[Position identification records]
>>>

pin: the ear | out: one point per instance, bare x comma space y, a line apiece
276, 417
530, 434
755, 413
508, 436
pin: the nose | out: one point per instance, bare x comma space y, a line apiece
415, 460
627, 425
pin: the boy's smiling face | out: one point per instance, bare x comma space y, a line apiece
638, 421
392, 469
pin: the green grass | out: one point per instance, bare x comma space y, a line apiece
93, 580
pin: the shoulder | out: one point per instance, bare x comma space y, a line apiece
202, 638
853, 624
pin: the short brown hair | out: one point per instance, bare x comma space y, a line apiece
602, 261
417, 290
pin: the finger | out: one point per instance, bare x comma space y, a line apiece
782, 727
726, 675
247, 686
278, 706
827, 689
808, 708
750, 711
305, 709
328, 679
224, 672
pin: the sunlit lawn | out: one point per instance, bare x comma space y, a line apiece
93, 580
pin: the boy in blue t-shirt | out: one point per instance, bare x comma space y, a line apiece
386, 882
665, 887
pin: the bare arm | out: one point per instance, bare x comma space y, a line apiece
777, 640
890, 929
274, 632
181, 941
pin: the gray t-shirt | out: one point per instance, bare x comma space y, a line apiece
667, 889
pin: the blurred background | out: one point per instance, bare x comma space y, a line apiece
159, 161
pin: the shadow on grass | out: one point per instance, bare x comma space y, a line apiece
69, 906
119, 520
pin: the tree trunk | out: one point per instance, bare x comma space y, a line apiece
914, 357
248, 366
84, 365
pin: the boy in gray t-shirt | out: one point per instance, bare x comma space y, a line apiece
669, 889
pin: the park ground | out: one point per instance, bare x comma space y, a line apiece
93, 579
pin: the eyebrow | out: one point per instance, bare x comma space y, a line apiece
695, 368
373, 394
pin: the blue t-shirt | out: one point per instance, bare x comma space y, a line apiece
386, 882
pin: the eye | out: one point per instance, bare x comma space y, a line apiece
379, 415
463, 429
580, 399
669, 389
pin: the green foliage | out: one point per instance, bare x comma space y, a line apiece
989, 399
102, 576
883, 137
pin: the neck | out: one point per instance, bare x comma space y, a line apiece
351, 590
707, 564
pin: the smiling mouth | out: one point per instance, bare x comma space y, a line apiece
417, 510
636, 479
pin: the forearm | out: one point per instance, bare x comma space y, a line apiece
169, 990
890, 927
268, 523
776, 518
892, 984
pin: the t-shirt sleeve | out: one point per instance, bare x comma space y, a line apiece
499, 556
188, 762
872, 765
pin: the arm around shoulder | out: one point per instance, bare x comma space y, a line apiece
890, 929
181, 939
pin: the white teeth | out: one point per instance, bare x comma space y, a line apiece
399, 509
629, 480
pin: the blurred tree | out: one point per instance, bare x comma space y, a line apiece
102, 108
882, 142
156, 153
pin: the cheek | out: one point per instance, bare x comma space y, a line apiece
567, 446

<<<

AIM OF THE TASK = Retype the entire listing above, keeping every line and every character unchanged.

WRITTEN SOLUTION =
pin: the ear | out: one point per instance, bare x comma space y, a line apiece
276, 417
530, 434
755, 413
508, 436
pin: the nose | out: one point per instance, bare x comma space y, a line apiece
415, 460
627, 425
pin: the boy's smiling face | out: one point per instance, bare x comma space y, a line apiece
638, 421
392, 469
pin: the green grass | out: one point per instance, bare x comma space y, a line apiece
93, 580
pin: the shoulder | out: one point per instance, bare x comma space y, a line apiece
202, 638
853, 624
pin: the short brown hair | out: one point per instance, bare x comma space y, a line apiece
602, 261
417, 290
pin: the finger | out: one point per instance, bare x comma space y, a line apiece
782, 727
726, 675
247, 686
278, 706
827, 689
808, 708
750, 711
305, 709
328, 679
224, 672
pin: the sunlit lawn | out: one point per instance, bare x comma space y, a line apiece
93, 580
pin: the boy in blue t-shirt | out: one point per instance, bare x comma space y, a line apiece
386, 882
665, 887
pin: the bare arm | out: one point per instance, bare x comma space y, a line apiece
777, 640
890, 929
274, 632
181, 941
pin: the gray t-shirt | out: one point per instance, bare x comma space y, a line apiece
667, 889
pin: the blurred background | out: one point per instance, bare x comma space y, a line apiece
159, 161
pin: the shadow on grass | out: one point per instance, bare x comma space y, a line apiece
69, 906
119, 520
pin: the tree trunk | out: one point per instance, bare x comma space y, a line apiece
914, 357
248, 366
84, 365
pin: the boy in gray t-shirt | out: one point per instance, bare x comma space y, a line apiece
669, 889
pin: the park ground | out: one point per instance, bare x comma space y, a line apiece
93, 579
pin: the eyebrow | out: one point per instance, bare x comma space y, a line apiece
695, 368
373, 394
pin: the blue t-shirt | out: one point per instance, bare x comma space y, a line apiece
386, 882
pin: the eye | out: one point per instance, bare x comma space y, a line apiece
379, 415
463, 429
580, 399
669, 389
pin: the green foliage | out: one point per instance, bare x comma space y, a line apiece
989, 399
102, 576
883, 137
pin: the neck | out: one point per instance, bare x comma space y, a line apiece
351, 590
707, 564
pin: the smiling mouth | out: one point per instance, bare x comma space y, a line apiece
417, 510
636, 479
pin: the forearm | out: one point per instance, bare x comma space y, a line apiece
169, 990
890, 927
268, 523
776, 518
892, 984
pin: the t-shirt sleeve | out: one point per instance, bare x comma space y, a line apiece
499, 556
188, 762
872, 765
pin: the arm around shoulder | out: one point per instance, bare x comma space y, a line apiece
890, 929
181, 939
pin: the white teeth | out: one point per instance, bare x comma space y, a line apiece
399, 509
629, 480
pin: the blurred tree | out: one point per instance, bare x comma space y, a line apiece
102, 108
882, 142
156, 153
pin: the cheek | out: one point per instance, bare x comma space y, a line apiece
567, 446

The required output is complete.